EXERCISE GOAL:
Gather each line from the items below that contains the string "suit".

SUPPLIED RECORDS:
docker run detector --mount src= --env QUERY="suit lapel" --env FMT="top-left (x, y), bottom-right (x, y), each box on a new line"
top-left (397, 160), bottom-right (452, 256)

...

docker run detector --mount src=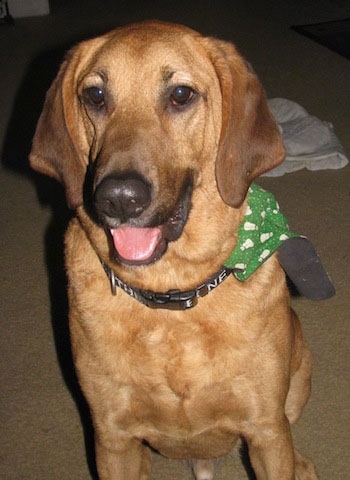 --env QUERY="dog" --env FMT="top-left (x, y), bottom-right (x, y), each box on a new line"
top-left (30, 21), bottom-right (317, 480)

...

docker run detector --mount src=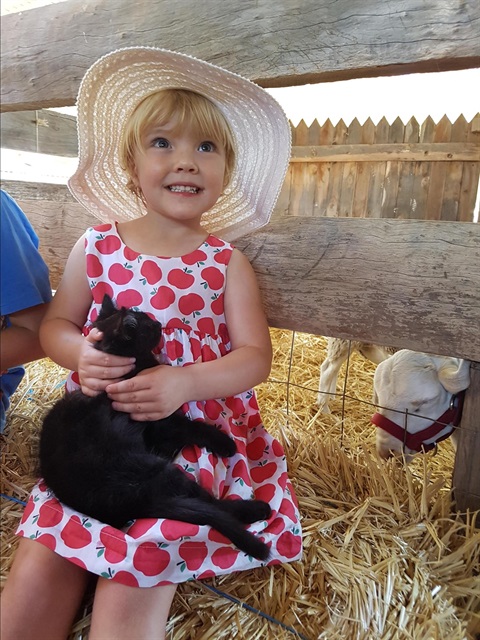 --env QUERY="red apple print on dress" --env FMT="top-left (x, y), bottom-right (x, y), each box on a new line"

IN RESPONSE:
docker run detector --mount src= --env QUERY="suit lapel" --env FMT="top-left (x, y), bottom-right (x, y), each box on a new line"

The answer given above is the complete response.